Look through the records, and whenever a line includes the word "trace", copy it.

+---+

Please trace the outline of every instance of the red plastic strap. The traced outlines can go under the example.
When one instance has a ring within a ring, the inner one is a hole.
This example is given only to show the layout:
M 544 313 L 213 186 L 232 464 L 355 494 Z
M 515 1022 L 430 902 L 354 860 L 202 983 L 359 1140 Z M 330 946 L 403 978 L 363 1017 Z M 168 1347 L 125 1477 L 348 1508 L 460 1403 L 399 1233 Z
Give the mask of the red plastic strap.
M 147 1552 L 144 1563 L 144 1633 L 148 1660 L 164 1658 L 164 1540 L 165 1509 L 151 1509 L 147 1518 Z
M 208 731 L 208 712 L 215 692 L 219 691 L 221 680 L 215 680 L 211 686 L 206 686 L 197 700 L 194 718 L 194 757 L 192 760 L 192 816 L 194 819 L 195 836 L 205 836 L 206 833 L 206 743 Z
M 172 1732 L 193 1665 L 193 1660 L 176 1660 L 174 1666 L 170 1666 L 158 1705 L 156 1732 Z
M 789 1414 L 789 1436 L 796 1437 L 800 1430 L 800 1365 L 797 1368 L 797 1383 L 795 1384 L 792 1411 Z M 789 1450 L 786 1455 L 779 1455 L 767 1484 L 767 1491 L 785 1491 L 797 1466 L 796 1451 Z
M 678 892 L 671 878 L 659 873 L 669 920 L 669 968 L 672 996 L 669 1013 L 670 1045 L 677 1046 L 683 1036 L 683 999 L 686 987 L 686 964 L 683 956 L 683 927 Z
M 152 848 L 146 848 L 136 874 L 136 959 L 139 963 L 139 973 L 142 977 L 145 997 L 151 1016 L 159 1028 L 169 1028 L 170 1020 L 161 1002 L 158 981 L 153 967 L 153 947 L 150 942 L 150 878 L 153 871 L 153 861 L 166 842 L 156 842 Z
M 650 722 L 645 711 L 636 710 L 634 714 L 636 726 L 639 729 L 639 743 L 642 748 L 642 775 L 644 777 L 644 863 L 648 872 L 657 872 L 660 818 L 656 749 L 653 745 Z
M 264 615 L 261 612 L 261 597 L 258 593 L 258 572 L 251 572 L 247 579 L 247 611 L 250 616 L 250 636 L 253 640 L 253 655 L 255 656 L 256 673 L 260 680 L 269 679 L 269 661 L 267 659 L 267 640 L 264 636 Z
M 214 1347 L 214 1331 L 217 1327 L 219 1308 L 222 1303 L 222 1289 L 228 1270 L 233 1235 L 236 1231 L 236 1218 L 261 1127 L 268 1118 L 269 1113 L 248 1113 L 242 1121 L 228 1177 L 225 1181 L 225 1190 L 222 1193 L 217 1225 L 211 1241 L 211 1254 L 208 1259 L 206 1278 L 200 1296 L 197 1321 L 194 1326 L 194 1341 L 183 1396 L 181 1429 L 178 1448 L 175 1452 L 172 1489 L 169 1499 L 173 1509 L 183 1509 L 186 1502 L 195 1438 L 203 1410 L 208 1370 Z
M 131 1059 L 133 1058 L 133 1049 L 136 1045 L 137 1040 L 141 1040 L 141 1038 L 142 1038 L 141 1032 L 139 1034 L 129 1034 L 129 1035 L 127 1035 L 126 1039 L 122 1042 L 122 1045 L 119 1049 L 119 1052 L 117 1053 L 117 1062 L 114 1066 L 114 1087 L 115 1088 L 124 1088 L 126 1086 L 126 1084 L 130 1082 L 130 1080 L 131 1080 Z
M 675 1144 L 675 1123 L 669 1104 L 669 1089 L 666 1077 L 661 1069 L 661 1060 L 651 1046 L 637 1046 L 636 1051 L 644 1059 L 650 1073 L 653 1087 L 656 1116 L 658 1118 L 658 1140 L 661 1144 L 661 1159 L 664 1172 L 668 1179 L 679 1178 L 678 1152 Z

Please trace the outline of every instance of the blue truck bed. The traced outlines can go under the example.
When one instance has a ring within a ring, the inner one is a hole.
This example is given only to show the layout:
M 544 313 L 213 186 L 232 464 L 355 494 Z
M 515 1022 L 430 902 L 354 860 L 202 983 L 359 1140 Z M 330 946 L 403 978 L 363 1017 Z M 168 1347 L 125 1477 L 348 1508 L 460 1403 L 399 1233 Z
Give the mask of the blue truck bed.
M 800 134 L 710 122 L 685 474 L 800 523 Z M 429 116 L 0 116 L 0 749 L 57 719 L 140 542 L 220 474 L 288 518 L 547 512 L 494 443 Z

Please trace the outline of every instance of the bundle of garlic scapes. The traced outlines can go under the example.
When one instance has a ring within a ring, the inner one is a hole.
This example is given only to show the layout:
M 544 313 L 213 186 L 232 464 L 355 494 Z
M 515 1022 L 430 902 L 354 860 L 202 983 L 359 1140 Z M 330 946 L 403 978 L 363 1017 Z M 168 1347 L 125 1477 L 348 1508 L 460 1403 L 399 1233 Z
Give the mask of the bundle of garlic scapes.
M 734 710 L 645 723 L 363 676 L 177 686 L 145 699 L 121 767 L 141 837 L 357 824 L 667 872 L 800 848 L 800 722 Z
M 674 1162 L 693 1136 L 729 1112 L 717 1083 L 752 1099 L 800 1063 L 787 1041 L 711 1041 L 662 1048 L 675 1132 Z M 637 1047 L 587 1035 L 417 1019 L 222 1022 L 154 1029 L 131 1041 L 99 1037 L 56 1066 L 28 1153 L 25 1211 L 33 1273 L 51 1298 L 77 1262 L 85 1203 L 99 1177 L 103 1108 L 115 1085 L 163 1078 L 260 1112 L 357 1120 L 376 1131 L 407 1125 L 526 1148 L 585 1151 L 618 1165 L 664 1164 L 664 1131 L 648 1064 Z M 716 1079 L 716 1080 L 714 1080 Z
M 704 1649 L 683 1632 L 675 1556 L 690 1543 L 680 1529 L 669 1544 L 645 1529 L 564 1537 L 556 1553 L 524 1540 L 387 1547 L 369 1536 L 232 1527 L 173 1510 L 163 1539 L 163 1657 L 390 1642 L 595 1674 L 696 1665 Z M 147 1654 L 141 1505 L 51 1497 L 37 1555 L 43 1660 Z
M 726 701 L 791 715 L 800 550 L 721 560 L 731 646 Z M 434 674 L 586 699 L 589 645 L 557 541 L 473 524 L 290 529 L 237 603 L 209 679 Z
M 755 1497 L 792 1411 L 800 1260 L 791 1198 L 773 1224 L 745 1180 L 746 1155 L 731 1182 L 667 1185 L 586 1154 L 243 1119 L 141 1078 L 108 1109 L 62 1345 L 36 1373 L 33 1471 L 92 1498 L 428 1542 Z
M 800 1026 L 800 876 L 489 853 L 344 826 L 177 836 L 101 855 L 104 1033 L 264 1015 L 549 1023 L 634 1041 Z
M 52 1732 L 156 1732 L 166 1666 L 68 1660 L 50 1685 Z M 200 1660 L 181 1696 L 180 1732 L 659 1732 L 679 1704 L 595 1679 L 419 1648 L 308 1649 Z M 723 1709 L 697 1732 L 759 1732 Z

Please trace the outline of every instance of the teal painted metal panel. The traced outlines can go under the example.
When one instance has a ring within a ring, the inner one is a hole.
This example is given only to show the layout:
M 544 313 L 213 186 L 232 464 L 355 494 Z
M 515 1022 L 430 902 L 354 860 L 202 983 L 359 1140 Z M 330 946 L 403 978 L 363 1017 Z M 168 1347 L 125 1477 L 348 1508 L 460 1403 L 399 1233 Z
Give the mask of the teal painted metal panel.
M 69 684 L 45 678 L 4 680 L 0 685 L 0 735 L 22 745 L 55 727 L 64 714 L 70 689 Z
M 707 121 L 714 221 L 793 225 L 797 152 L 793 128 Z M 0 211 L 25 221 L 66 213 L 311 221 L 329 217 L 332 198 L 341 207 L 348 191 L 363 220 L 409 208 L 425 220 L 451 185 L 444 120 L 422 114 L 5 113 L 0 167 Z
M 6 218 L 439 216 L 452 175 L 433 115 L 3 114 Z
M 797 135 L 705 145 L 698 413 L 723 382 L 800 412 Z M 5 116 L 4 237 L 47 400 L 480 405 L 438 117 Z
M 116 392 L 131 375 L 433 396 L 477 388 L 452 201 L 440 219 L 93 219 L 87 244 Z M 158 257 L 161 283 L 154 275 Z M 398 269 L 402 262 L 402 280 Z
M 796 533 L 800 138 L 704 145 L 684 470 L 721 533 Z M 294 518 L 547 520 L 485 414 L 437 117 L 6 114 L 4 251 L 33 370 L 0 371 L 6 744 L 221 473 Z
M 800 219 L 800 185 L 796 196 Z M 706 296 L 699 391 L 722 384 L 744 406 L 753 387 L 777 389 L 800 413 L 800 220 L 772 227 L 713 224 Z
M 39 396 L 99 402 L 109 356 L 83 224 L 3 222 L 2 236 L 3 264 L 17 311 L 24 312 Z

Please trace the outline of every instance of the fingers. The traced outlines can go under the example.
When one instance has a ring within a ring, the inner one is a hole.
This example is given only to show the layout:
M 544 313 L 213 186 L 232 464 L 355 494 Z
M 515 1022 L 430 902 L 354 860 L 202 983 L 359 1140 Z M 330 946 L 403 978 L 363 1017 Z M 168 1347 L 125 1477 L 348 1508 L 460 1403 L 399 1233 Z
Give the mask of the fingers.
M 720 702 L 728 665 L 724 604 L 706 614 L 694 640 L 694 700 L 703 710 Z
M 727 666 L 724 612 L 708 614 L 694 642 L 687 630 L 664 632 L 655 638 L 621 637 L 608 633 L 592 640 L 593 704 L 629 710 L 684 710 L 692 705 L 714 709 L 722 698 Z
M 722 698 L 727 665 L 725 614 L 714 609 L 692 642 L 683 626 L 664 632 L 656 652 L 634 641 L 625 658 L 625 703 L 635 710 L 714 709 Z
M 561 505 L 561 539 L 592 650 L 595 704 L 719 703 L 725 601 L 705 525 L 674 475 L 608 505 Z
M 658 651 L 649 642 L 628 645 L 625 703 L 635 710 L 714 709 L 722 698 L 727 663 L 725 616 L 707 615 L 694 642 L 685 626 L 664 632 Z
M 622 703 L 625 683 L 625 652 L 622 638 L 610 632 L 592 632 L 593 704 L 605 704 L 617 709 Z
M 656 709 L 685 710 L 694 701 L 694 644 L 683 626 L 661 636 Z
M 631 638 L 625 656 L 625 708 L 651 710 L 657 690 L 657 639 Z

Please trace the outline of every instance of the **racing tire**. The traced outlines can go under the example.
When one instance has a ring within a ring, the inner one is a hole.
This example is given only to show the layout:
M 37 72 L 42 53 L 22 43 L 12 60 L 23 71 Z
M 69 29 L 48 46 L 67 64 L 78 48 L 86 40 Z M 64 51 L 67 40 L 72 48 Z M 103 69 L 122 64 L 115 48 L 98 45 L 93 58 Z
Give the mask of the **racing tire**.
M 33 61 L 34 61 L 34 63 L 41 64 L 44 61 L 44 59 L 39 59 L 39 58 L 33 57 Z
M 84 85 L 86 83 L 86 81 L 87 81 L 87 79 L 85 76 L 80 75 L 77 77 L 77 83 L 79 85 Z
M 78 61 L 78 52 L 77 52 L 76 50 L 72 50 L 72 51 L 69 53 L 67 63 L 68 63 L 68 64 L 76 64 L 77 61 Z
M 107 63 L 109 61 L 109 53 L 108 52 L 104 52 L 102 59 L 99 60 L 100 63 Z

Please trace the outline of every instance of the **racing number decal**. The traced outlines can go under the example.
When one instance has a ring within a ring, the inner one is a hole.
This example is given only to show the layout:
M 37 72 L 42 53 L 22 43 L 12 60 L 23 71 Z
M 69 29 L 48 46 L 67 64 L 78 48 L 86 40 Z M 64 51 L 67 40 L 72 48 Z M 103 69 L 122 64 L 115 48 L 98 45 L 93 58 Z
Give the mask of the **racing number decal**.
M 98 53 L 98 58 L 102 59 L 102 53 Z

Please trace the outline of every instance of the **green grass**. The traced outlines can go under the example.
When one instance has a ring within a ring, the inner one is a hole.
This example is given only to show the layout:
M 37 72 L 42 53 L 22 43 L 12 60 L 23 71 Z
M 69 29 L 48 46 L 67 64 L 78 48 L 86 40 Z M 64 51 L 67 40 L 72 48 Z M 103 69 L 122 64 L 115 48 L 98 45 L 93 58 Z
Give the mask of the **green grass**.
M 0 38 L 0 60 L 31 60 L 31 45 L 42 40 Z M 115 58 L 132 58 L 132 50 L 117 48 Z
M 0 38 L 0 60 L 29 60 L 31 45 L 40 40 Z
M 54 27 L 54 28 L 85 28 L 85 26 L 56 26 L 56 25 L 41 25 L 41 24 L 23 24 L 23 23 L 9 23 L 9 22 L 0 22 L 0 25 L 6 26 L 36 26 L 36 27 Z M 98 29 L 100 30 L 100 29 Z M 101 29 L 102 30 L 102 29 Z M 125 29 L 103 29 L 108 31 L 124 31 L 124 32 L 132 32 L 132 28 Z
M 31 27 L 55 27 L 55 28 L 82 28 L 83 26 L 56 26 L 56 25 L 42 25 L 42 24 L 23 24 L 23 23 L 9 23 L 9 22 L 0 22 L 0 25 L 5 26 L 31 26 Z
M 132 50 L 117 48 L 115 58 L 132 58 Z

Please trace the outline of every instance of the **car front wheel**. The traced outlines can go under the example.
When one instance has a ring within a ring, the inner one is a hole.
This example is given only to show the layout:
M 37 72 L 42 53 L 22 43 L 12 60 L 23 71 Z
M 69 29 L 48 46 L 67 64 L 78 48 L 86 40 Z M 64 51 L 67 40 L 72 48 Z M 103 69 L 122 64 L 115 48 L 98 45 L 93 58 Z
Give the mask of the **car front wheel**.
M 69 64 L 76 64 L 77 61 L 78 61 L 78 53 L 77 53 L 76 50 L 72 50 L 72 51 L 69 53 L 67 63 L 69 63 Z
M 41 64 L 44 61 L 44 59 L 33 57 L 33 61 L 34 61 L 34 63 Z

+---+

§ Expected answer:
Please trace the outline of every instance of the red plastic strap. The traced outlines can go under the example.
Please trace the outline of every instance of the blue truck bed. The traced outlines can go under the example.
Please trace the outline of every instance of the bundle of garlic scapes. The traced outlines can go under the example.
Please trace the outline of every instance of the teal painted metal panel. The traced outlines can go under the example.
Please trace the outline of every instance of the fingers. The traced outlines can go under the example.
Please trace the outline of every instance of the **racing tire**. The traced outlines can go under the example.
Please trace the outline of every instance of the **racing number decal**. The traced outlines can go under the example.
Please trace the outline of every instance of the **green grass**. The traced outlines can go under the example.
Please trace the outline of every instance of the **car front wheel**. The traced outlines can go under the example.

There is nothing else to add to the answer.